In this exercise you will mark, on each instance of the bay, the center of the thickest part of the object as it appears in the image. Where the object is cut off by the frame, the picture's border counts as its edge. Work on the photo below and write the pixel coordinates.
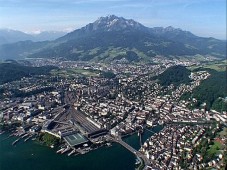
(30, 155)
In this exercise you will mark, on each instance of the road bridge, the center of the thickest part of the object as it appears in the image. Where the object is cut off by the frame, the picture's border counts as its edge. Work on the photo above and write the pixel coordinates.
(131, 149)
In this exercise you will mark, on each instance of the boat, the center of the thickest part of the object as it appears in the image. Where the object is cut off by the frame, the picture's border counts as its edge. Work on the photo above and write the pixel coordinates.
(72, 152)
(27, 138)
(65, 150)
(16, 141)
(60, 150)
(24, 136)
(108, 144)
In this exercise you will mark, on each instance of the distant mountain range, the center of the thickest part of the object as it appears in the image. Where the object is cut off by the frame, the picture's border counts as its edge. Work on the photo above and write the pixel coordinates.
(11, 36)
(116, 38)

### Exercise goal
All text in the material above must be written out exactly; the images are to be skipped.

### Result for this task
In this exercise you will mark, on each instance of the bay, the center of the thickest part of the object as it appears in the image. Where the object is cut off by the frame, the picture's border counts as its edge. Work on the photo below and write the pixel coordinates.
(30, 155)
In this exercise you will mark, on each instance of the road bridge, the center of the thickest part of the object as it appears in the image. Where the object is cut off by the frame, the picture's border counts as its edge. Work on the photo above and write the pixel coordinates.
(131, 149)
In this exercise you will mark, on each instance of the boat, the center of the thickest part of the object as it appears in the image. Where the object is cut off by the frame, the picture's border counts as its edge. Work on the photo above and write the pixel coordinates.
(72, 152)
(27, 138)
(65, 150)
(16, 141)
(60, 150)
(24, 136)
(108, 144)
In this exercise you will mark, on each instance of the distant mountain range, the center of the thickest part of the object as it appears in the image. Where the object is cut off by the frame, the picture's border counts as its edge. Work on the photo above and write the pixel coordinates.
(11, 36)
(116, 38)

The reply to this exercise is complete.